● Selected extract
::::::::
Sunday, July 17, 2011

Nightmares, Bath Towels, and Lemonade.

So, I will be out of town for a week again as of tomorrow morning. So that means no posts next week.
Just letting you know. Thanks for reading.




I wake up and my field of vision is alive and teeming with fresh static trying to force me under again. I’m covered in a strangling and liberating sweat from some incoherent nightmare. I must still be straddling that line to the subconscious because the bathtub I’m lying in feels like pins and needles on my backside. Every item on the counter has a sharp edge and every bottle filled up with some sort of solution to break down my insides.
It smells like the light’s been on too long; hours maybe. It’s hot, the air ready to burn me if I move for escape.
My tongue is swollen with the bad taste of bacteria and I fear some deadly cocktail from one of those bottles has already found its way into my system.
There’s that yellow towel, hanging by the door. I carefully slide my hand toward it just to feel its flimsy grittiness and I have this faint suckerpunch of memory about those rivets grating against the skin of my neck, a quiet struggle to scream, to free myself from its malicious tightening. It’s sturdy, made of tight, compact material. It could extinguish me like a candle flame, easily.
Its yellow hue is almost identical to that lemonade that you make in the summertime, the one that comes from the jar of powder and tastes like too much sugar. Some hazy, almost transparent memory of a back porch and sweating glasses comes to me in the midst of the hot light and chill of dark morning. Lemonade sounds like heaven to my parched tongue. Summer calm sounds like salvation to my racing heart.
::::::::
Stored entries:
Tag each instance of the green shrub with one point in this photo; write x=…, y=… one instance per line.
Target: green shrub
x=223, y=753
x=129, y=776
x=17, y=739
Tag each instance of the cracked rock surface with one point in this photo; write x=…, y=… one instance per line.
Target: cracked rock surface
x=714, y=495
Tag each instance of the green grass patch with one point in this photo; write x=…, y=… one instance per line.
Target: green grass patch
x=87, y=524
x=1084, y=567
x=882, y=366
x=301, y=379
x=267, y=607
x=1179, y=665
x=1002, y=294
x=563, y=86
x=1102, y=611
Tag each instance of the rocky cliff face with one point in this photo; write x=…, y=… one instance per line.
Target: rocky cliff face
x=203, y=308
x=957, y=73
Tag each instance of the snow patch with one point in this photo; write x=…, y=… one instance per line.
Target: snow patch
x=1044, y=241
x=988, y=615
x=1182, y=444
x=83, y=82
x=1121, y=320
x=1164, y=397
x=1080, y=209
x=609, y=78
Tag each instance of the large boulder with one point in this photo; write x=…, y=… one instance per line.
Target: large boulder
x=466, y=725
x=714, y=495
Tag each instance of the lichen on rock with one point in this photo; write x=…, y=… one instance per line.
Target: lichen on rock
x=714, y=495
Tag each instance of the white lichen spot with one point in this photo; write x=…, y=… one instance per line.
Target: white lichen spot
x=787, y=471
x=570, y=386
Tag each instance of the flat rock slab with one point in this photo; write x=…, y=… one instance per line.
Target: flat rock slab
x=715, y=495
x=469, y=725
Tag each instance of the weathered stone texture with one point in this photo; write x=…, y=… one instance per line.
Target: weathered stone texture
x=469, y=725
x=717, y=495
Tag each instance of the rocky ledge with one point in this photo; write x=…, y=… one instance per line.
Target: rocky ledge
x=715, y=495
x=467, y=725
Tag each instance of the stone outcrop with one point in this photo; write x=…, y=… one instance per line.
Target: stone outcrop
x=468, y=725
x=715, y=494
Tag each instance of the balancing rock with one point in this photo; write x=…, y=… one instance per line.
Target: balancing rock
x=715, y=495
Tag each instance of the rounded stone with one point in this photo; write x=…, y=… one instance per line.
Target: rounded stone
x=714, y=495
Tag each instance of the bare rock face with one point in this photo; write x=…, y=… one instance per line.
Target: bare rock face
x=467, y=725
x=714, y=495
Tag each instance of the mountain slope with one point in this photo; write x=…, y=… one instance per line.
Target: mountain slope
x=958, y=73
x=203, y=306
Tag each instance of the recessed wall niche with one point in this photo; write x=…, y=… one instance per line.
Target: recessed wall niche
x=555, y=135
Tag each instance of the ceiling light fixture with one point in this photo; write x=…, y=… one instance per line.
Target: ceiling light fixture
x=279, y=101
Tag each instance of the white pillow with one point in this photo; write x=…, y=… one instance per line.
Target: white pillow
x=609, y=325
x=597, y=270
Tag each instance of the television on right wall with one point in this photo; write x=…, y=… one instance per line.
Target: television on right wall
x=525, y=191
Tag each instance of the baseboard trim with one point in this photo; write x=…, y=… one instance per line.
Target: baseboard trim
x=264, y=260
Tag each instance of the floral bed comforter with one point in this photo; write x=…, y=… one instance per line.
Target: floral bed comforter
::::::::
● Tasks to carry out
- A) Do these statements agree with the bathtub nightmare post? Answer yes or no for each, quoting the words from the post that settle it. (i) The writer will be away for a week starting tomorrow morning. (ii) The towel hanging by the door is blue. (iii) The lemonade is made from fresh lemons.
- B) Pick up the bathtub nightmare post after its last sentence and keep writing.
The records have no connection to the text.

● Solved tasks
- A)
(i) Yes: "I will be out of town for a week again as of tomorrow morning."
(ii) No: "There’s that yellow towel, hanging by the door."
(iii) No: "the one that comes from the jar of powder and tastes like too much sugar."

- B)
I think of our stacks of pool towels in cubbies all freshly laundered and ready for June. They’re softer and larger, more colorful than this bath towel. I catch glimpses of them folded around my waist and pressing into my back in my mind’s eye. The towels and memories and sugary lemonade mix into a solution of desire for summer and warmth and thunderstorm security in this half-filled winter.
I make my way downstairs, the steps tripping up my shaky sea legs, to see if we’ve still got lemonade powder stored somewhere in the back corner of the pantry. It’s there. I can see the squatty yellow jar before I start digging through soup cans. Before I’ve got time to think about it, the rising water from the faucet is drowning an island of the yellow powder. The slow gurgle of the stream hitting the pitcher, however quiet, is almost too loud, too disturbing in the picture of midnight.
It gets filled a little too high and droplets splash onto my skin. The slick kiss of water on my arms sparks back my recollection of a towel and a pool and a fleeting summer. The world’s no longer threatening.
I taste a sip of my lemonade and like I anticipated, it’s too gritty and too sweet. I’ve never seemed to manage the proper powder to water ratio. I feel a little bad for the poor souls who paid a quarter for a cup of the stuff way back when.